--- START OF DOCUMENT ---

On 11/21/24 14:34, Jens Axboe wrote:
On 11/21/24 7:29 AM, Pavel Begunkov wrote:
On 11/21/24 00:52, David Wei wrote:
On 2024-11-20 15:56, Pavel Begunkov wrote:
On 11/20/24 22:14, David Wei wrote:
...
There is a Memcache-like workload that has load shedding based on the
time spent doing work. With epoll, the work of reading sockets and
processing a request is done by user, which can decide after some amount
of time to drop the remaining work if it takes too long. With io_uring,
the work of reading sockets is done eagerly inside of task work. If
there is a burst of work, then so much time is spent in task work
reading from sockets that, by the time control returns to user the
timeout has already elapsed.
Interesting, it also sounds like instead of an arbitrary 20 we
might want the user to feed it to us. Might be easier to do it
with the bpf toy not to carve another argument.
David and I did discuss that, and I was not in favor of having an extra
argument. We really just need some kind of limit to prevent it
over-running. Arguably that should always be min_events, which we
already have, but that kind of runs afoul of applications just doing
io_uring_wait_cqe() and hence asking for 1. That's why the hand wavy
number exists, which is really no different than other hand wavy numbers
we have to limit running of "something" - eg other kinds of retries.

--- END OF DOCUMENT ---
--- START OF LISTING ---

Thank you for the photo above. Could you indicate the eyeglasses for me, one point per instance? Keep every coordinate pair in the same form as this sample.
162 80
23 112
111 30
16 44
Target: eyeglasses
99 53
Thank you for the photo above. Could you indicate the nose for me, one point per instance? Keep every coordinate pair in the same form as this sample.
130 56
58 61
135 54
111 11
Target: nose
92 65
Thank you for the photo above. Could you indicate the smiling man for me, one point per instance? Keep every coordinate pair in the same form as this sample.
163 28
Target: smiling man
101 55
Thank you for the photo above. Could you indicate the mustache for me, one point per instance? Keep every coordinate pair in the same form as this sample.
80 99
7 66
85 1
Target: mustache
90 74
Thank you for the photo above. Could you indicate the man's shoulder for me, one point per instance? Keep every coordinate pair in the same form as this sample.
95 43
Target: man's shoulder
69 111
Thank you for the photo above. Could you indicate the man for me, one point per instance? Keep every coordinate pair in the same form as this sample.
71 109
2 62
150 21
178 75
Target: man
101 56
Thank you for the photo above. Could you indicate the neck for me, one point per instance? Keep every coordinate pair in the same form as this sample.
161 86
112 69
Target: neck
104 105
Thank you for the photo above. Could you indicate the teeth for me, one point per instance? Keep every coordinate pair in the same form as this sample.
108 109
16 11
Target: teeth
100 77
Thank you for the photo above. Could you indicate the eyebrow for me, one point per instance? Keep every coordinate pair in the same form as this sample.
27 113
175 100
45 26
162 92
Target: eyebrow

--- END OF LISTING ---

WHAT IS REQUIRED:
Continue the io_uring email thread from its last sentence.

EXERCISE RESPONSE:
Adding another argument to this just again doubles wait logic complexity
in terms of the API. If it's needed down the line for whatever reason,
then yeah we can certainly do it, probably via the wait regions. But
adding it to the generic wait path would be a mistake imho.
Right, I don't like the idea of a wait argument either, messy and
too advanced of a tuning for it. BPF would be fine as it could be
made as a hint and easily removed if needed. It could also be a per
ring REGISTER based hint, a bit worse but with the same deprecation
argument. Obviously would need a good user / use case first.
I also strongly suggest this is the last we'll ever hear of this, and
for that reason alone I don't think it's worth any kind of extra
arguments or added complexity.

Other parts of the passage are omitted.